------ Records to process ------

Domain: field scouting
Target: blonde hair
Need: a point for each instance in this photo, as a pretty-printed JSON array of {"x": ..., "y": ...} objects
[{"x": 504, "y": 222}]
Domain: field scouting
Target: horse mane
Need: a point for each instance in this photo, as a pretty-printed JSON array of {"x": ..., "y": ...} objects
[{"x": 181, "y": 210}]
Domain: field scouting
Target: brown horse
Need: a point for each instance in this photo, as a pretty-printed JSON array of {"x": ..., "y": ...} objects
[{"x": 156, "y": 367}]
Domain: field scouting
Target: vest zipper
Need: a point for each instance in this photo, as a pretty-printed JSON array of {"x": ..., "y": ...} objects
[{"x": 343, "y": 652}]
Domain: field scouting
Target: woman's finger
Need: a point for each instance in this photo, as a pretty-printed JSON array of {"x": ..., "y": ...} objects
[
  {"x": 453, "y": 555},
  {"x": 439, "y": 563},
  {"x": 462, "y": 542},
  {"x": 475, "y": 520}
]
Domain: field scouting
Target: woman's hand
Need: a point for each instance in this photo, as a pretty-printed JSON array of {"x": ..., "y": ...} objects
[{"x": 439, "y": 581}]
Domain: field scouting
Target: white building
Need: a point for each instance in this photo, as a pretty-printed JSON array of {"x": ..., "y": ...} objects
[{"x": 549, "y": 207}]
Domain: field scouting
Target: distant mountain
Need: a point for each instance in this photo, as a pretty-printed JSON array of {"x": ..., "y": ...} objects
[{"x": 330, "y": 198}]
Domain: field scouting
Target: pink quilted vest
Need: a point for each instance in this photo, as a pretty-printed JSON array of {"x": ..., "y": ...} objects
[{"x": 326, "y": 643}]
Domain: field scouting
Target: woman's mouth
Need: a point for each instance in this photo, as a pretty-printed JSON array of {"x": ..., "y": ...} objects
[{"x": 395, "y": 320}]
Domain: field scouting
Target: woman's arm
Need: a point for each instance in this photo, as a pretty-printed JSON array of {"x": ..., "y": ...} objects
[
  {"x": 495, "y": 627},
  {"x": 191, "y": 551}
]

------

§ **What to work on**
Count the lines in the listing above that contain the string "Target", treating uppercase and lowercase as different. Reply with the number alone.

§ **The output**
11